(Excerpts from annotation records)
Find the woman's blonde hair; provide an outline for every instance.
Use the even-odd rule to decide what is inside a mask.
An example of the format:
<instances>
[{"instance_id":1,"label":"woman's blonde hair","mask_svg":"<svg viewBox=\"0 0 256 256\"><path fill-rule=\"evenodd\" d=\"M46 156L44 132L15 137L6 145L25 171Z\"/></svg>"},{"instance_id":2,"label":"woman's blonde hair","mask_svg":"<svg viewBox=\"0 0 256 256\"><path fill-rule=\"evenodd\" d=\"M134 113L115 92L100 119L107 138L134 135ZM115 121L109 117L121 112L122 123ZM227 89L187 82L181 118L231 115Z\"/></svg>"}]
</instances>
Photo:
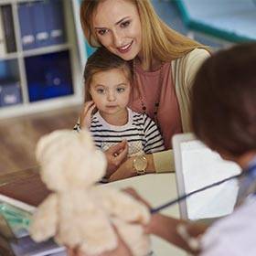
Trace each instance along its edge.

EXERCISE INSTRUCTIONS —
Write out the records above again word for word, but leave out the pictures.

WRITTEN SOLUTION —
Find the woman's blonde hair; provide an outline for every instance.
Use the even-odd rule to decide what is inside a mask.
An example of the format:
<instances>
[{"instance_id":1,"label":"woman's blonde hair","mask_svg":"<svg viewBox=\"0 0 256 256\"><path fill-rule=\"evenodd\" d=\"M46 156L44 132L15 137L6 145L25 171Z\"/></svg>"},{"instance_id":2,"label":"woman's blonde hair","mask_svg":"<svg viewBox=\"0 0 256 256\"><path fill-rule=\"evenodd\" d=\"M134 113L115 92L100 119L107 138L134 135ZM115 121L109 117L121 112L122 123ZM227 89L187 82L181 118L231 115Z\"/></svg>"}]
</instances>
Photo:
Trace each instance along its edge.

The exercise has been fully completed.